What needs to be done: When the line containing "Find — the light" is found in the data below, copy it and each line after it through the line containing "Target: dog's head", exactly and with no others.
------------------------------
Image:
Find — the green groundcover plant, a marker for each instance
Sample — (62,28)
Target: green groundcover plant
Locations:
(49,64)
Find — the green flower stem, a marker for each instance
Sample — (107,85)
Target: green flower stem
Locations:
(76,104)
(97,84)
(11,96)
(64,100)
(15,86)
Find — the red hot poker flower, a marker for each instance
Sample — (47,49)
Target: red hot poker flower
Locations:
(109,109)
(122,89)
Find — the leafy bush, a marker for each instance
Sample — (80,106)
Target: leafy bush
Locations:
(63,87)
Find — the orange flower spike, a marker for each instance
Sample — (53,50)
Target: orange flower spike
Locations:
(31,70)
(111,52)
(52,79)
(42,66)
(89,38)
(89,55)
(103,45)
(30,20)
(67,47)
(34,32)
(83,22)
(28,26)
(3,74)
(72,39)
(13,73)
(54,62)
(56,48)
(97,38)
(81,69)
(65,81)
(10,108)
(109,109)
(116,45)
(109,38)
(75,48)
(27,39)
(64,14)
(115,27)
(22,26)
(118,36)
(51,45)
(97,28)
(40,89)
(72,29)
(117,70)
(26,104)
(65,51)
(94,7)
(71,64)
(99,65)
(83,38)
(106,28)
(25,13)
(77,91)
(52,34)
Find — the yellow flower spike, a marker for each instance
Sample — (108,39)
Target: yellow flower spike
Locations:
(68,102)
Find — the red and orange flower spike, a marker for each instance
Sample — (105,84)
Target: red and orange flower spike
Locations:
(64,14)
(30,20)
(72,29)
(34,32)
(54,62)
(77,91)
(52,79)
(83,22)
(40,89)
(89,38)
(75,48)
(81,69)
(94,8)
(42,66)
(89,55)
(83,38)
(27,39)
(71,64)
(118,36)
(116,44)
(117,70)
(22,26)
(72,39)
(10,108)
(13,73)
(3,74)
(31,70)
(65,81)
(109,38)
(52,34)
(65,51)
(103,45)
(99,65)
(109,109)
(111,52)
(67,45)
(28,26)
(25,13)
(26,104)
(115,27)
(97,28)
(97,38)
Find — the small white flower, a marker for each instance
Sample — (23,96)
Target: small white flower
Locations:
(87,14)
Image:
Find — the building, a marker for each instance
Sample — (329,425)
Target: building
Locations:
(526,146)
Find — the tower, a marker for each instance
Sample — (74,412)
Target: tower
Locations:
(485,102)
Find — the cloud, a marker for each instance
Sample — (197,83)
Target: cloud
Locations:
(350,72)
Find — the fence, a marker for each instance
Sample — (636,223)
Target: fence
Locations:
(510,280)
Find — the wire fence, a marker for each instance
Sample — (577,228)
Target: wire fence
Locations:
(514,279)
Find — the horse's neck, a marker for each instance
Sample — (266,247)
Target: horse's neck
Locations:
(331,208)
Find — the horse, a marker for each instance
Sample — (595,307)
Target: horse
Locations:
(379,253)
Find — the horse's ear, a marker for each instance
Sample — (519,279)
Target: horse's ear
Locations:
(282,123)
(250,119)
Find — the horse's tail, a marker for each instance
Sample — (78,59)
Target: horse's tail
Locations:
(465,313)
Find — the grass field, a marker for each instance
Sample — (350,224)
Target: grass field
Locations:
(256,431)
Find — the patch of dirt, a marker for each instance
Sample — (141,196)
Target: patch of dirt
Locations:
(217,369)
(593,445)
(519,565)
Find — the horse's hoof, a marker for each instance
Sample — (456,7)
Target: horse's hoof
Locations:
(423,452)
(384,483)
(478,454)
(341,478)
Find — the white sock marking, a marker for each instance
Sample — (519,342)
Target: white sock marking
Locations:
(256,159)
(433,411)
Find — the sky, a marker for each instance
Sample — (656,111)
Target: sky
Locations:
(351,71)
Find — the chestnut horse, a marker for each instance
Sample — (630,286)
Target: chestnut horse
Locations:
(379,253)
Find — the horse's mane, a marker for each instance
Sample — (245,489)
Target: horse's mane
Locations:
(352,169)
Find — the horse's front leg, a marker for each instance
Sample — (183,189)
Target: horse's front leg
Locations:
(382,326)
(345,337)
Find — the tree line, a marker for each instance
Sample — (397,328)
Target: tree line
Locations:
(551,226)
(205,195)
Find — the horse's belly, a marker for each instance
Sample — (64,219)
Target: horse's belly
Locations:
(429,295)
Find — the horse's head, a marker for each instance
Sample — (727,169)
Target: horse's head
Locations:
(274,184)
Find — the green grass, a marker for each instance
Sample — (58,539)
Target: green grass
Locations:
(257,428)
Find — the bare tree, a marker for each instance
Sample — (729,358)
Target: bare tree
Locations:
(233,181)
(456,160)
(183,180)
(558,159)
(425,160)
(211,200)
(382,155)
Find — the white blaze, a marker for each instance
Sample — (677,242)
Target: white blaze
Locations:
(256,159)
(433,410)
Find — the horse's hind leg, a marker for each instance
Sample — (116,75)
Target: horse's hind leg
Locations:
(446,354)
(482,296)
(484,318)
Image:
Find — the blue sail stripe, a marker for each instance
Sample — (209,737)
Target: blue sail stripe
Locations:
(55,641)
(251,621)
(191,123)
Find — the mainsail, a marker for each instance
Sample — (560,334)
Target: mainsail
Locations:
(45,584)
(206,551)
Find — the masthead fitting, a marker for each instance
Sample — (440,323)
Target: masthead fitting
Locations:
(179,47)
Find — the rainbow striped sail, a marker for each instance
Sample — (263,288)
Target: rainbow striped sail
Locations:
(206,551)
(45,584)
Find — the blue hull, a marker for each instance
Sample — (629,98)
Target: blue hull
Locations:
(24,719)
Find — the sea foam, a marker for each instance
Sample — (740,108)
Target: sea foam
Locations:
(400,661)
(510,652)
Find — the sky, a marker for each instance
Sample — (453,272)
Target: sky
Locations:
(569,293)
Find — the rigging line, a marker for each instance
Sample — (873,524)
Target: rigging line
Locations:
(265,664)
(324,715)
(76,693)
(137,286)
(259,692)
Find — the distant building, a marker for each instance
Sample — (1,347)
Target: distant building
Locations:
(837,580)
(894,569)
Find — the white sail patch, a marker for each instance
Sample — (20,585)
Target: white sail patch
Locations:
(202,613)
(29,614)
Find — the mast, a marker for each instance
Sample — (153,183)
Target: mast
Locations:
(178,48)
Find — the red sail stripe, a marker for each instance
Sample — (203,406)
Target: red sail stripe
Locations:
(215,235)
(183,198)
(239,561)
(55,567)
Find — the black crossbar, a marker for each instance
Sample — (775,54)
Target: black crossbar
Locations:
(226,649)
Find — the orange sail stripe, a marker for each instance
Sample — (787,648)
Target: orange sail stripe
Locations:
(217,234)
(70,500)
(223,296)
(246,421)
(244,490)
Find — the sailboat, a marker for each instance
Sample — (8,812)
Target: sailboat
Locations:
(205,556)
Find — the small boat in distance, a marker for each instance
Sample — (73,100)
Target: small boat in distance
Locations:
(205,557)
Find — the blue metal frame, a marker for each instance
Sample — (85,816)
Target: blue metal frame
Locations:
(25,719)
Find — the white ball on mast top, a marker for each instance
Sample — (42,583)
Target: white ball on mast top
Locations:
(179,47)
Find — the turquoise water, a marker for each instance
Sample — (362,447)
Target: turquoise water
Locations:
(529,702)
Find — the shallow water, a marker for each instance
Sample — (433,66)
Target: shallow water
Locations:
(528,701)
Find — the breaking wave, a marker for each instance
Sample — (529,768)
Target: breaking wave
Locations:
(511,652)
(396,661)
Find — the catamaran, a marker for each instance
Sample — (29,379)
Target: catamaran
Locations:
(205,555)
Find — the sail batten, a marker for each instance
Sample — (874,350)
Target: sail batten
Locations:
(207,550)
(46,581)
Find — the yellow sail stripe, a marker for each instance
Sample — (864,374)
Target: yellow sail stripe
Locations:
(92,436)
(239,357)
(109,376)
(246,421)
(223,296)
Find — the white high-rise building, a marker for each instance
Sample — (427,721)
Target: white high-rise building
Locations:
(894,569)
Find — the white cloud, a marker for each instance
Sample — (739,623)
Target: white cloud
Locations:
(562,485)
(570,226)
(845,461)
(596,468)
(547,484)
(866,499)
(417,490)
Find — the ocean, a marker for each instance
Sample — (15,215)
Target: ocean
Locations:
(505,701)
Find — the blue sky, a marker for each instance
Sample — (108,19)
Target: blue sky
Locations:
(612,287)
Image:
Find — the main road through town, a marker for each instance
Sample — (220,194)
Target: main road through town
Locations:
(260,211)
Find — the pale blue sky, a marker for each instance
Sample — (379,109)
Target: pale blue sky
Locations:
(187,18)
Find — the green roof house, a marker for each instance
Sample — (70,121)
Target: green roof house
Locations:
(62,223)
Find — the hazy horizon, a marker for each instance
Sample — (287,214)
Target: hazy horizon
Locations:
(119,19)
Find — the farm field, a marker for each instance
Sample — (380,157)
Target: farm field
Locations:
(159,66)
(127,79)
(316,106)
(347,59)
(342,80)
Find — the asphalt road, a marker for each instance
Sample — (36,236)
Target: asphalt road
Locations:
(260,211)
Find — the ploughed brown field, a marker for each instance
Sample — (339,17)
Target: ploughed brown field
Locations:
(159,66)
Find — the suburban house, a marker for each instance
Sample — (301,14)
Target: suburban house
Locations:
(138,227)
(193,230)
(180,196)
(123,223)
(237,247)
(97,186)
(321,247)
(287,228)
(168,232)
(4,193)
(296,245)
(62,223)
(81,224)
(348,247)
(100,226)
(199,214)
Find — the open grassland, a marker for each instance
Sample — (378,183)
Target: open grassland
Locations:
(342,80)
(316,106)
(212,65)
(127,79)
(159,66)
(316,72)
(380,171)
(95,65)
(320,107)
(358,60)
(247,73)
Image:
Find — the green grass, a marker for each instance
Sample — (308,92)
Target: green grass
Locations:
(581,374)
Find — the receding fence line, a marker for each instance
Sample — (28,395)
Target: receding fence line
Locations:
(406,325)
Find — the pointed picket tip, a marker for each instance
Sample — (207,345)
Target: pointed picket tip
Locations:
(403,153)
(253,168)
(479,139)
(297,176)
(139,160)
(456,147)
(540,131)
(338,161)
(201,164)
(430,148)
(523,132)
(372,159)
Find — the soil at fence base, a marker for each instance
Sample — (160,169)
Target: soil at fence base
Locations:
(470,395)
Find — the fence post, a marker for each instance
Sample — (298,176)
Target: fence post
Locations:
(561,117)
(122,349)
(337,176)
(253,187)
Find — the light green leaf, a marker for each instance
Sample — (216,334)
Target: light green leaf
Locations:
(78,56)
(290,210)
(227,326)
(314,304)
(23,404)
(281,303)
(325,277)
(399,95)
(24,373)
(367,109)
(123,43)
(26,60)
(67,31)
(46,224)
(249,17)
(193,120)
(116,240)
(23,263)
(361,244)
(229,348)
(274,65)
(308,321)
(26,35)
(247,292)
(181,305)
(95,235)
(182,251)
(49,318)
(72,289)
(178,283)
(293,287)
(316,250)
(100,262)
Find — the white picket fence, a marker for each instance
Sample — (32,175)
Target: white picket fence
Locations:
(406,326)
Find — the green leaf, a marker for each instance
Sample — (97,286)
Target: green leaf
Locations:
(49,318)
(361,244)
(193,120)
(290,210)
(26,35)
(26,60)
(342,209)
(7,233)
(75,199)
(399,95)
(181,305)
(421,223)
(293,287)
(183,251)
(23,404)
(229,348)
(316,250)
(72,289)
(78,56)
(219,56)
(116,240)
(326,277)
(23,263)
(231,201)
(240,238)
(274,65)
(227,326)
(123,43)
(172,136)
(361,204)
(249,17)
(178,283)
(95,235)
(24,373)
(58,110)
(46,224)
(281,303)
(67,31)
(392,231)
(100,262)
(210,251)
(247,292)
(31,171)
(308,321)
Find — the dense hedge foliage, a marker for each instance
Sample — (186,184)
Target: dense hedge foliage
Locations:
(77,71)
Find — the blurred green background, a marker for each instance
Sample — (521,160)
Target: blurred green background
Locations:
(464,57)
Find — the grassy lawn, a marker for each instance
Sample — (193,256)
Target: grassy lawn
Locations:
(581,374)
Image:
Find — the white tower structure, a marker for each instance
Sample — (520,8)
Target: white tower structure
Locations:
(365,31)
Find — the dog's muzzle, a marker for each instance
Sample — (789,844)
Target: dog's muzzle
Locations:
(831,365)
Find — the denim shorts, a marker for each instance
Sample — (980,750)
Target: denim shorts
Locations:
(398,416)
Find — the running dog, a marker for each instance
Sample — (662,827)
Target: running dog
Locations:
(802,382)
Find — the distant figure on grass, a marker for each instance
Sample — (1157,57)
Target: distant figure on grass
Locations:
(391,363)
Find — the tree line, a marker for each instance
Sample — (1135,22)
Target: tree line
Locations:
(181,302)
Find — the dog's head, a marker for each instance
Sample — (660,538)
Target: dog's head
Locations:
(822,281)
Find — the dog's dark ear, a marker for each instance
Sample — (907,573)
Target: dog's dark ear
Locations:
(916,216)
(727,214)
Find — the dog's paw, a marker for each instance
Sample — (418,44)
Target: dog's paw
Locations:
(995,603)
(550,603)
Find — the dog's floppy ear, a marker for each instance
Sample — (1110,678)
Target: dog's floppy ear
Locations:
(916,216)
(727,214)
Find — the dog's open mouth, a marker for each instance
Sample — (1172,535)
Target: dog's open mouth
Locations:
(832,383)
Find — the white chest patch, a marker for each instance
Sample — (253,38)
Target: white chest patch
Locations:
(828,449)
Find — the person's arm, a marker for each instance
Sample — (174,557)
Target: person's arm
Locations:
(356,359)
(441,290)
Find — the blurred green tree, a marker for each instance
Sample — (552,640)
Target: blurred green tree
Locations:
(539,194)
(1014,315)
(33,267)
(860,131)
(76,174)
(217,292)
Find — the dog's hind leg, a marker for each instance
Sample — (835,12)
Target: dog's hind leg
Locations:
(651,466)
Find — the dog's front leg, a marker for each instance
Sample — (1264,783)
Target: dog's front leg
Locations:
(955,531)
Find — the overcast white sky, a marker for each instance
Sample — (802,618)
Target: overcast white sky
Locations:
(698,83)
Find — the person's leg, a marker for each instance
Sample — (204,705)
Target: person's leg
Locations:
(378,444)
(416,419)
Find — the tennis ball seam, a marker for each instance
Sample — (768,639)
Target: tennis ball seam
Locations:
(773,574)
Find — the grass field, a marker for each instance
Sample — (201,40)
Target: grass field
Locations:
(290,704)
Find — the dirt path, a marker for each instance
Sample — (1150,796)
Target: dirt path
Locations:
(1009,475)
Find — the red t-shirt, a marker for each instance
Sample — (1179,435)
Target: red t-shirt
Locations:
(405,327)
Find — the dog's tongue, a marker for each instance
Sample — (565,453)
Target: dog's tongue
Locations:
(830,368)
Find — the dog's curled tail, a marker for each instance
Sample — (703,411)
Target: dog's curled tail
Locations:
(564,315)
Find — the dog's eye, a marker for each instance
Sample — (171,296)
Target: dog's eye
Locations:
------------------------------
Completed task:
Find — the light green leaf, a marker for each instance
Sample — (216,334)
Target: light green leaf
Locations:
(78,56)
(290,210)
(227,326)
(314,304)
(23,404)
(281,303)
(325,277)
(399,95)
(24,373)
(367,109)
(123,43)
(26,60)
(67,31)
(46,224)
(249,17)
(193,120)
(116,240)
(23,263)
(361,244)
(229,348)
(274,65)
(308,321)
(26,35)
(247,292)
(181,305)
(95,235)
(182,251)
(49,318)
(72,289)
(178,283)
(293,287)
(316,250)
(100,262)
Find — the white picket fence, a marker for each instance
Sample — (32,175)
Target: white picket fence
Locations:
(406,326)
Find — the green leaf, a marker for each instance
Sample — (97,286)
Target: green leaf
Locations:
(49,318)
(361,244)
(193,120)
(290,210)
(26,35)
(26,60)
(342,209)
(7,233)
(75,199)
(399,95)
(181,305)
(421,223)
(293,287)
(183,251)
(23,404)
(229,348)
(316,250)
(72,289)
(78,56)
(219,56)
(116,240)
(326,277)
(23,263)
(231,201)
(240,238)
(274,65)
(227,326)
(123,43)
(172,136)
(361,204)
(249,17)
(178,283)
(95,235)
(24,373)
(58,110)
(46,224)
(281,303)
(67,31)
(392,231)
(100,262)
(210,251)
(247,292)
(31,171)
(308,321)
Find — the dense hedge foliage, a marker for each instance
Sample — (186,184)
Target: dense hedge foliage
Locations:
(77,71)
Find — the blurred green background, a marker for each instance
Sample — (521,160)
Target: blurred green background
Locations:
(464,57)
Find — the grassy lawn, a marker for each instance
Sample — (193,256)
Target: grassy lawn
Locations:
(581,374)
Image:
Find — the white tower structure, a marker for each instance
Sample — (520,8)
Target: white tower structure
Locations:
(365,31)
Find — the dog's muzzle, a marker for each instance
Sample — (789,844)
Target: dog's muzzle
Locations:
(831,365)
Find — the denim shorts, a marker for each instance
Sample — (980,750)
Target: denim shorts
Locations:
(398,416)
Find — the running dog, a marker for each instance
Sample — (662,827)
Target: running dog
Locations:
(802,382)
Find — the distant figure on grass, a marker for each instance
Sample — (1157,57)
Target: distant figure on grass
Locations:
(391,363)
Find — the tree line, a marker for each instance
Sample — (1135,22)
Target: tree line
Locations:
(181,302)
Find — the dog's head, a marker for each instance
Sample — (660,538)
Target: dog's head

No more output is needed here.